- Para resolver:
1. Resuma em duas frases o texto sobre livros e livrarias.
2. Dê continuidade ao texto sobre livros e livrarias, começando logo depois da última frase.

De manuscritos raros a registros afetivos no correio eletrônico, a historiadora Meize Lucas fala sobre os vestígios que deixarão de existir no futuro próximo
Meize Lucas
especial para O POVO
05 Jan 2008 -
Mês passado comprei, numa daquelas charmosas livrarias do Rio de Janeiro, um livro chamado A paixão pelos livros, reunindo textos que manifestam o prazer e os amores possíveis por esse objeto. A razão da compra foi, além do título, a bela capa com a foto de uma livraria bombardeada em Londres na Segunda Guerra Mundial, na qual se vêem elegantes senhores a ler.
Na semana seguinte, em Recife, compro outro livro pela beleza da edição e pelo assunto, Suplemento Literário - que falta ele faz, de Elizabeth Lorenzotti. Trata-se de um estudo sobre o caderno lançado pelo jornal O Estado de São Paulo, em 1956. Nele encontramos a reprodução do projeto elaborado (e datilografado) por Antonio Cândido para o jornal. Livros que integram minha estante pelo gesto comum a quem gosta do objeto: o prazer de entrar em uma livraria, olhar, pegar e, principalmente, esquecer do tempo e da vida. Não sei se, correndo os olhos por algum site, esses livros estariam aqui ao meu lado. Na Internet, a gente busca o que quer. Não há lá muito espaço para o aleatório.

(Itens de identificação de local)
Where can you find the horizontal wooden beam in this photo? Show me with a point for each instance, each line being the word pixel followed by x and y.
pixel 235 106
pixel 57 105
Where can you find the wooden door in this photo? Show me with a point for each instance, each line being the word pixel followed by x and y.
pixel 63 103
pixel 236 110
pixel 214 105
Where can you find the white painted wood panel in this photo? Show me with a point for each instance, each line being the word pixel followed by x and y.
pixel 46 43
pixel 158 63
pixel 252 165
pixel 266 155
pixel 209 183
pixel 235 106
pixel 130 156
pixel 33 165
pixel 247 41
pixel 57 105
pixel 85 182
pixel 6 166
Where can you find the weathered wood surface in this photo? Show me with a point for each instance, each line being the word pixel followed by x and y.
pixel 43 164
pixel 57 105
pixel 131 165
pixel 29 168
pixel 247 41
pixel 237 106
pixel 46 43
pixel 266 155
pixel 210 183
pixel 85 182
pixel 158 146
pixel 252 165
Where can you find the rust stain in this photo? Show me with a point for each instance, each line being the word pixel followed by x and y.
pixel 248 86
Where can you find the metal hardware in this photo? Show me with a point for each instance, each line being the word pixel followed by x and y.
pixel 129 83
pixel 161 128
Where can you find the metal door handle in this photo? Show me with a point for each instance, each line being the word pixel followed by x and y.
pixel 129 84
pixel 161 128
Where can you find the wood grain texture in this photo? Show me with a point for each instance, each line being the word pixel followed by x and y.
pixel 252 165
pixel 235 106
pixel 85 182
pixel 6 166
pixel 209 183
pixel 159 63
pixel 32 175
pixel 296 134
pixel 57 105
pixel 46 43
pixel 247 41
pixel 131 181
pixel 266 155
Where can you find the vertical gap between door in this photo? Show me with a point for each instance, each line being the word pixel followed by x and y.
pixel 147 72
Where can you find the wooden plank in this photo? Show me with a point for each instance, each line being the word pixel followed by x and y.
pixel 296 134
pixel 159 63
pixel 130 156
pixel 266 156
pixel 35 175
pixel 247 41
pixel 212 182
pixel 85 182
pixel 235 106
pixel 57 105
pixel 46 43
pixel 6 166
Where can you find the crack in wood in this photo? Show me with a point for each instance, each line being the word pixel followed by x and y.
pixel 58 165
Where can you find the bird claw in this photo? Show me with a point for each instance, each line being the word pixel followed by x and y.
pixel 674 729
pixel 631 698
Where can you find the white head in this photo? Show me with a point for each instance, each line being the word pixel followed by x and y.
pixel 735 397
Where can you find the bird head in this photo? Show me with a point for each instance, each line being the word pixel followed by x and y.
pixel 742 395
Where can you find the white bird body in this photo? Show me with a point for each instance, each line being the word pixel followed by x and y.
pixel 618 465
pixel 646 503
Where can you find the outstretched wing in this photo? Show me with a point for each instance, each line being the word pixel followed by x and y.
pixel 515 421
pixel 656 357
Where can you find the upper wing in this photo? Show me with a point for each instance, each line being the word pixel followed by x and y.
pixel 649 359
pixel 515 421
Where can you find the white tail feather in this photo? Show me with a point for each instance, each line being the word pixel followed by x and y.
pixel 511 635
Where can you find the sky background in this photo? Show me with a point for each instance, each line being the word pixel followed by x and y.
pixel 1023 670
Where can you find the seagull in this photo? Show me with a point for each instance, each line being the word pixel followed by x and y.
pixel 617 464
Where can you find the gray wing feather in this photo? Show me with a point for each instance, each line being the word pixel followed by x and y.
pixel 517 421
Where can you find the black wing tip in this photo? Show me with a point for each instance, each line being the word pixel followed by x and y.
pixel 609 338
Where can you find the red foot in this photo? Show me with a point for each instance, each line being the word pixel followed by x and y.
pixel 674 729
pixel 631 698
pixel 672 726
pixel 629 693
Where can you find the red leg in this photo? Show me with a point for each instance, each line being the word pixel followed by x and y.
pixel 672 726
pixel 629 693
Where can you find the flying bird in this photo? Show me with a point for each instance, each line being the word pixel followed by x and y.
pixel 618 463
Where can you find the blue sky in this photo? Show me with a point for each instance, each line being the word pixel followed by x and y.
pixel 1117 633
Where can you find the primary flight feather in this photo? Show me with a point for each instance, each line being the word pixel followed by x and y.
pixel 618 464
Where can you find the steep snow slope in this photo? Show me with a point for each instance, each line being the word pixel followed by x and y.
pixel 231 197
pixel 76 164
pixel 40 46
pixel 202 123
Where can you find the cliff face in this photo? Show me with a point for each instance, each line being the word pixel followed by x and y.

- Respostas:
1. Em livrarias do Rio de Janeiro e de Recife, a historiadora Meize Lucas comprou os livros A paixão pelos livros e Suplemento Literário - que falta ele faz, atraída pelo título, pela capa, pela beleza da edição e pelo assunto. Ela liga esses livros ao prazer de entrar numa livraria, pegar os livros e esquecer do tempo, e duvida que os teria achado na Internet, onde a gente busca o que quer e há pouco espaço para o aleatório.

2.
Não vou entrar na discussão besta e já datada sobre o fim do livro ou o mal da Internet. Sobre o primeiro, o historiador Roger Chartier já respondeu mil vezes que não, o livro não vai acabar. Além disso, basta ver as cifras milionárias das editoras e o tanto de doidos que têm por aí a rodar sebos, alguns imundos, a cheirar livros, a gastar rios de dinheiro em sites e a percorrer estantes de livrarias boas e ruins. Quanto ao segundo, seria interessante ver que o cinema provocou igual celeuma quando apareceu. Dizia-se que ele podia acabar casamentos, destruir infâncias e desviar a conduta de mulheres e jovens.
Não quero falar sobre o bem ou sobre o mal dessas mudanças. Mas sobre o que se perde. Reservo-me o direito de não falar sobre os ganhos, pois esses já são amplamente propagados (alguns de forma enganosa) e vivenciados no dia-a-dia.
Comprar pela internet é prático: não tem trânsito, vendedor ruim nem o famoso "tem, mas tá faltando". Também não há o risco de perguntar pelo livro do Mia Couto e o vendedor te pedir dez vezes para repetir o nome do autor por achá-lo meio estranho. E, com sorte, podemos comprar na promoção "a partir de três livros o frete é grátis". Ganhamos, sim. Mas perdemos (ou pelo menos diminuímos) a possibilidade da surpresa e assim sermos arrebatados. A cada dia vivemos não o nosso prazer, mas compramos o nosso conforto. E, assim, vamos suprimindo junto com os desgastes alguns pequenos prazeres.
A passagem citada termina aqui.